Task objective: Express the records, starting with the line containing "Task — for every instance of the woman's fingers, mark" and going on through the end of the records, as a two-column CSV with the columns text and answer. Give one row per record, put each value in a single quoted field, and replace line breaks with spaces.

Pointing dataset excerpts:

--- Start ---

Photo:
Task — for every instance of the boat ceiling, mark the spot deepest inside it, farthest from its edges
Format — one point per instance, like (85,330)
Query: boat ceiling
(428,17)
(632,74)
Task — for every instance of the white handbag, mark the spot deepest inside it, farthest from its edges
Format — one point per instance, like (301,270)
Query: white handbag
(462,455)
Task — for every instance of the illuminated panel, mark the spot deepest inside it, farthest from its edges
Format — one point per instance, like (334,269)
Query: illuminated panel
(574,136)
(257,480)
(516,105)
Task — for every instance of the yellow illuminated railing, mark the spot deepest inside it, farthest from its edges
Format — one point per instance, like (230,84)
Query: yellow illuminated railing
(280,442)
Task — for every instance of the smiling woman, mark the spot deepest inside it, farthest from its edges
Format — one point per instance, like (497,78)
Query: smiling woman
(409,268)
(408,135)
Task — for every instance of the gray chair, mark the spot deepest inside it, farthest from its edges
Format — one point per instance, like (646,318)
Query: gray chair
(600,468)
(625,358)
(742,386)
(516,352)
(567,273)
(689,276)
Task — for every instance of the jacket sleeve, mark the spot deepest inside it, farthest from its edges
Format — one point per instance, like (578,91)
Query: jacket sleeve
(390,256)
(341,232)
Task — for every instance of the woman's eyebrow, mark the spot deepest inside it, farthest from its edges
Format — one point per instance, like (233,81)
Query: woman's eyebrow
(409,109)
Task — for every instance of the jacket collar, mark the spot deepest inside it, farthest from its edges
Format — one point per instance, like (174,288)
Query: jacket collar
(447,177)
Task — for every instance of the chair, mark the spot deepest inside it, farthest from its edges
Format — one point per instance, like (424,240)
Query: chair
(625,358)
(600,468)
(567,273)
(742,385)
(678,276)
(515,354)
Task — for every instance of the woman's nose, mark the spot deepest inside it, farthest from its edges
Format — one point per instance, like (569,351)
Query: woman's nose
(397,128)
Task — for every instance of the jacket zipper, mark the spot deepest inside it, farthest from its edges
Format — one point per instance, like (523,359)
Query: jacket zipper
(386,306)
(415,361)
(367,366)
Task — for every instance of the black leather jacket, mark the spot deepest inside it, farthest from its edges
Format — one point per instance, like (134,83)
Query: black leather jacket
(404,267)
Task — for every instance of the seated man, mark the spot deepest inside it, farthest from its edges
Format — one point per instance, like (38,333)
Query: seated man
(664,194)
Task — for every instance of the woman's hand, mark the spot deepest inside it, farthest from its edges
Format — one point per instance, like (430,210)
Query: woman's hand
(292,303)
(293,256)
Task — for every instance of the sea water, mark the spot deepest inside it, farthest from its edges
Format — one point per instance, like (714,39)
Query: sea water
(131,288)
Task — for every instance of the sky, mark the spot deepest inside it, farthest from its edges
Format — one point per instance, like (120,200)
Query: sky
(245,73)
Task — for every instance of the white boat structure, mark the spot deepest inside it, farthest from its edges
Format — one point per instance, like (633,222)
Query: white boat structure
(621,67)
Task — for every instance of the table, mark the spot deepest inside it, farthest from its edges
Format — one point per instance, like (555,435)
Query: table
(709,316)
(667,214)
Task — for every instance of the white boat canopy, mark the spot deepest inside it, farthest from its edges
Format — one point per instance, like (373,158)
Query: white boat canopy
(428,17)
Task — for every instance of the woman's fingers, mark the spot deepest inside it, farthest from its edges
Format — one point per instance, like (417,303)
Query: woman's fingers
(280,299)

--- End ---

Response to this exercise:
text,answer
"Task — for every instance of the woman's fingers, mark the spot deepest inside it, farthest from its edges Format — one point per instance, like (417,303) Query: woman's fingers","(280,299)"